— Start —

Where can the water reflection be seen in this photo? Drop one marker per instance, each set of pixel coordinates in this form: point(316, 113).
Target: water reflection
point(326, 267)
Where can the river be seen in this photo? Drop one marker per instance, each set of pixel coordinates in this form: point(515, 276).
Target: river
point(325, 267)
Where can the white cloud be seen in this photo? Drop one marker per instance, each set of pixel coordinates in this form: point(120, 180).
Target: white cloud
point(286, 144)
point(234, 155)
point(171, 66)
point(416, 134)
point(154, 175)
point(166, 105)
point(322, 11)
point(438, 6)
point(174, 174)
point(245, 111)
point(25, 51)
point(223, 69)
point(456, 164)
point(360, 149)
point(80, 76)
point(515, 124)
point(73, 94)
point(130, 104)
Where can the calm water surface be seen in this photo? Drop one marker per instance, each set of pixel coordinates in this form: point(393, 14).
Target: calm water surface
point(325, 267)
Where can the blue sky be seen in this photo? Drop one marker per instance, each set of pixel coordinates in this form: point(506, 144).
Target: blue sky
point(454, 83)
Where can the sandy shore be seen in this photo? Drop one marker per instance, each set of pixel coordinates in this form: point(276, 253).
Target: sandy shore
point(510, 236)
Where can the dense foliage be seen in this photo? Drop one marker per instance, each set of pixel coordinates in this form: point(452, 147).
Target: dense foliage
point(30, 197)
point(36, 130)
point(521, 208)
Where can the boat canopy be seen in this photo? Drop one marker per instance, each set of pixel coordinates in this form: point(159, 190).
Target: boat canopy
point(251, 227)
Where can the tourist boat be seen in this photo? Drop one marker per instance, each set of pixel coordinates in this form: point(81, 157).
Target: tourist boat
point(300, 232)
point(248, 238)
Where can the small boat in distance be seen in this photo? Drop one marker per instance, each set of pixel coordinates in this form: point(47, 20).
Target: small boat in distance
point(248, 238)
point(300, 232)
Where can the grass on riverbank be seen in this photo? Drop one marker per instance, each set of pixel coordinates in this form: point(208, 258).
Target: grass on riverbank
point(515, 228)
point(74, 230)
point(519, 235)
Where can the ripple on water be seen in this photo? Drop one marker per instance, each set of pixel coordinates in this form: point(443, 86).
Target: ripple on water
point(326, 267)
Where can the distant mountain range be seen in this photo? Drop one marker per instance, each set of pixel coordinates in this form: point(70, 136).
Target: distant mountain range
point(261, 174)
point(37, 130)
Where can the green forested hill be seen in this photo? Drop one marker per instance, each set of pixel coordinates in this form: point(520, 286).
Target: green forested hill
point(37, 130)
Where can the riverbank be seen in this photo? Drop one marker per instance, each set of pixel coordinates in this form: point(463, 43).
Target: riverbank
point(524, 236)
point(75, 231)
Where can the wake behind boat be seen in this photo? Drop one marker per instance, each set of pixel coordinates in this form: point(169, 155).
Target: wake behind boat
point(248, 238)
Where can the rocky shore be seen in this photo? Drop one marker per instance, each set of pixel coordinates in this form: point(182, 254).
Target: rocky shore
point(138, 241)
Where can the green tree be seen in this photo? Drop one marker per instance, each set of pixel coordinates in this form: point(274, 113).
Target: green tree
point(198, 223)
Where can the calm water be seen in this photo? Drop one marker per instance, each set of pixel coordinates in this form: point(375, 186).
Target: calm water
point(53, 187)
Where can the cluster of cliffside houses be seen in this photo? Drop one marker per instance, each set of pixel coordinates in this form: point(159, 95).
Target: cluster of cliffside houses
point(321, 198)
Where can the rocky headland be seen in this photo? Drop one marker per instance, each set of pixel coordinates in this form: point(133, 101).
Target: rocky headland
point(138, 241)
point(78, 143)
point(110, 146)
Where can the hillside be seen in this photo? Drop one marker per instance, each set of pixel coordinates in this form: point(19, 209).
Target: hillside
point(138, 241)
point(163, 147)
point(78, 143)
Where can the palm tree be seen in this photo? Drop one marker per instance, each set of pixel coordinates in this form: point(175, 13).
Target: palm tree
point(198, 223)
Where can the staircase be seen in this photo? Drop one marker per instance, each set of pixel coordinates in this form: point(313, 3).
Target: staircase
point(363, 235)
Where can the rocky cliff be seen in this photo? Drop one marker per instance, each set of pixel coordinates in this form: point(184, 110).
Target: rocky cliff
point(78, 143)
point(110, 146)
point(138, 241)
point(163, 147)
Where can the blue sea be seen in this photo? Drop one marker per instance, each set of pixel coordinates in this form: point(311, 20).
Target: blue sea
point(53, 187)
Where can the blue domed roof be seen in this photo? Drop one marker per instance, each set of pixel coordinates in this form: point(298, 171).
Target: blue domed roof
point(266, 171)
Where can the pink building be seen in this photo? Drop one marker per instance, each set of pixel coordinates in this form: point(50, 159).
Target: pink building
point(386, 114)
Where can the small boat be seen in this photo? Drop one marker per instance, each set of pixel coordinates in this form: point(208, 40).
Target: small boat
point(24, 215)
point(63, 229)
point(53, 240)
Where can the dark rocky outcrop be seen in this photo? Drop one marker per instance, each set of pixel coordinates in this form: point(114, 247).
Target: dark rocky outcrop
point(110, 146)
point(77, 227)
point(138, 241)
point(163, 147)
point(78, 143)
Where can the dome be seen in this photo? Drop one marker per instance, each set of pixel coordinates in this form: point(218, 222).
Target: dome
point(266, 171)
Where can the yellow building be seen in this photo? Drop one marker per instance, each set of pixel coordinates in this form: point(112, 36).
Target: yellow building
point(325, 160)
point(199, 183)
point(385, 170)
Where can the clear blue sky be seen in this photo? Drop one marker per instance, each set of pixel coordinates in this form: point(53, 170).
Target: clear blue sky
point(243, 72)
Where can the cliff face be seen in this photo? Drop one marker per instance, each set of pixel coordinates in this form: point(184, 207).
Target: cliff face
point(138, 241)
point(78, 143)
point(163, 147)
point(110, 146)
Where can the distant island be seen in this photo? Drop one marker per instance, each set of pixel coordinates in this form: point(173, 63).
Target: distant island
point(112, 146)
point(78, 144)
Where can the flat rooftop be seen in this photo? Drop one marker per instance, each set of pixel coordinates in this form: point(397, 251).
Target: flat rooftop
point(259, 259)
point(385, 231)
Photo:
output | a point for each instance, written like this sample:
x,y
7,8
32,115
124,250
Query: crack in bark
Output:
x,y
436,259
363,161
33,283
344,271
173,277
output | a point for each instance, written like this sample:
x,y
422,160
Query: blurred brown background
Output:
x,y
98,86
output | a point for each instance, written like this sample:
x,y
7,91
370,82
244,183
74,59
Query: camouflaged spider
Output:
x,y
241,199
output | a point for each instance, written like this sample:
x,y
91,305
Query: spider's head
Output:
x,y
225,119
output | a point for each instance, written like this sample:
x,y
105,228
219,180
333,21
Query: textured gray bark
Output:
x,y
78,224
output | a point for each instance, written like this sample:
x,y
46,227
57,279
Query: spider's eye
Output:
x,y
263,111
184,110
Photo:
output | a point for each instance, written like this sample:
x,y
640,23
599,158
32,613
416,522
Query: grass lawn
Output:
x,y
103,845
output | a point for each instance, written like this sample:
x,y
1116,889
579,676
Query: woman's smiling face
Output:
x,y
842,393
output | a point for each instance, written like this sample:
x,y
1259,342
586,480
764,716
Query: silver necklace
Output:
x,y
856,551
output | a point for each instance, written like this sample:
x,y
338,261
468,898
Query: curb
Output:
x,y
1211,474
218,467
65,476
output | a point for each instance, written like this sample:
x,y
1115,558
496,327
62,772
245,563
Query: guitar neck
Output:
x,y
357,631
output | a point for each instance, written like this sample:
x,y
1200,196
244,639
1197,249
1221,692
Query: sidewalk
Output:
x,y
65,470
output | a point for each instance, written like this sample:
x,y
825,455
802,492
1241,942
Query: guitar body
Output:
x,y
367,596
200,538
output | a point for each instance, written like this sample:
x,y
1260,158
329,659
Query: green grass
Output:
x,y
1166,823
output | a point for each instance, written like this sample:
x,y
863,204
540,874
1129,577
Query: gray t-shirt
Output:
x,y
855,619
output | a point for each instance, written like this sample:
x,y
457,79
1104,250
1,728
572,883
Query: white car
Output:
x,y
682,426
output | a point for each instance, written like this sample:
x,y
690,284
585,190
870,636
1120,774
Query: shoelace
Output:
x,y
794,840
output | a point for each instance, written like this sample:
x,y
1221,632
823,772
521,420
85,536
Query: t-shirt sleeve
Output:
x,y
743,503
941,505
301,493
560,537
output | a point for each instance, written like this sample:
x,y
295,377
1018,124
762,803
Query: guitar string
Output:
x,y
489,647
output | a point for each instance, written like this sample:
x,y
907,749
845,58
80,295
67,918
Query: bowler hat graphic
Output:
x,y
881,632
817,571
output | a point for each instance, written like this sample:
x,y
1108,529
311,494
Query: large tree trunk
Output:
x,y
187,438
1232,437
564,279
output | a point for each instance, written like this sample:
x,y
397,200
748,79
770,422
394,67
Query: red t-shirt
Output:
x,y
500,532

— End —

TASK DETAILS:
Lay out as a numbered list, leaving out blank lines, everything in the entries above from the line containing "Where can the white" down to the line containing "point(130, 104)", both of those lines included.

ANSWER TO THE PROBLEM:
1. Where can the white cloud be seen in this photo? Drop one marker per instance, each set of pixel coordinates in this form: point(120, 180).
2. Target: white cloud
3. point(286, 144)
4. point(234, 155)
5. point(171, 66)
6. point(416, 134)
7. point(154, 175)
8. point(166, 105)
9. point(322, 11)
10. point(438, 6)
11. point(174, 174)
12. point(245, 111)
13. point(25, 51)
14. point(223, 69)
15. point(456, 164)
16. point(360, 149)
17. point(80, 76)
18. point(515, 124)
19. point(73, 94)
20. point(130, 104)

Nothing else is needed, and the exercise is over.